Do this: Collect each line in the items below that contains the word "fence", and copy those lines without changes.

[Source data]
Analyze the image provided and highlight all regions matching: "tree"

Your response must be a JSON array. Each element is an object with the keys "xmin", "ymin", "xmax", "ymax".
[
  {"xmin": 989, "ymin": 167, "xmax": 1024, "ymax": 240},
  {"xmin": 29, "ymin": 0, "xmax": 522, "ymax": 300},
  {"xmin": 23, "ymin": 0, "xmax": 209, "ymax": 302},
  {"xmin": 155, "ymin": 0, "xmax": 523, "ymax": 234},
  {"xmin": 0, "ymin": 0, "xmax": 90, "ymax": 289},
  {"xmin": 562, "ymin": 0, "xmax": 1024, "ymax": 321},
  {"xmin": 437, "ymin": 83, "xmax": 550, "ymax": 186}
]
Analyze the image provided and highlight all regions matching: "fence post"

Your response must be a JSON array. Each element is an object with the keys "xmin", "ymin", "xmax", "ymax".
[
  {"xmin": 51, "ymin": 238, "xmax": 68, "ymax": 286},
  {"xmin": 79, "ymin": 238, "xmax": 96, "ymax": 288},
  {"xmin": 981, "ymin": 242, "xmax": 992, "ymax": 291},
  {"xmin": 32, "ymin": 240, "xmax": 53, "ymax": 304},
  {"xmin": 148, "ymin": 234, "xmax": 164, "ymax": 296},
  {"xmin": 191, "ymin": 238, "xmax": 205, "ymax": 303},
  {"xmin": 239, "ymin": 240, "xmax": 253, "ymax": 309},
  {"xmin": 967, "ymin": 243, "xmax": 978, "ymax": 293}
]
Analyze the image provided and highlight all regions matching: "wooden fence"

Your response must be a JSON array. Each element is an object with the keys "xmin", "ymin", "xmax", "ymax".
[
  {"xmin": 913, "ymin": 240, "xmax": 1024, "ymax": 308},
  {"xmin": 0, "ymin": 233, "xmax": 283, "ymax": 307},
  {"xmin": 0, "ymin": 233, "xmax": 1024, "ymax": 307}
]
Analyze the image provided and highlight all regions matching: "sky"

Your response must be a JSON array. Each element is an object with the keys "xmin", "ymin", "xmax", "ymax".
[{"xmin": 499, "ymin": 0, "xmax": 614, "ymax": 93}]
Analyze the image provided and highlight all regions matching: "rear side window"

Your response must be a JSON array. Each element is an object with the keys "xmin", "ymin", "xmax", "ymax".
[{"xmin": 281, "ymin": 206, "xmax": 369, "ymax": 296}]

Result of this exercise:
Analyze the image provided and highlight all regions matching: "fence post"
Analyze the image provided and highlight all regions matching: "wooden fence"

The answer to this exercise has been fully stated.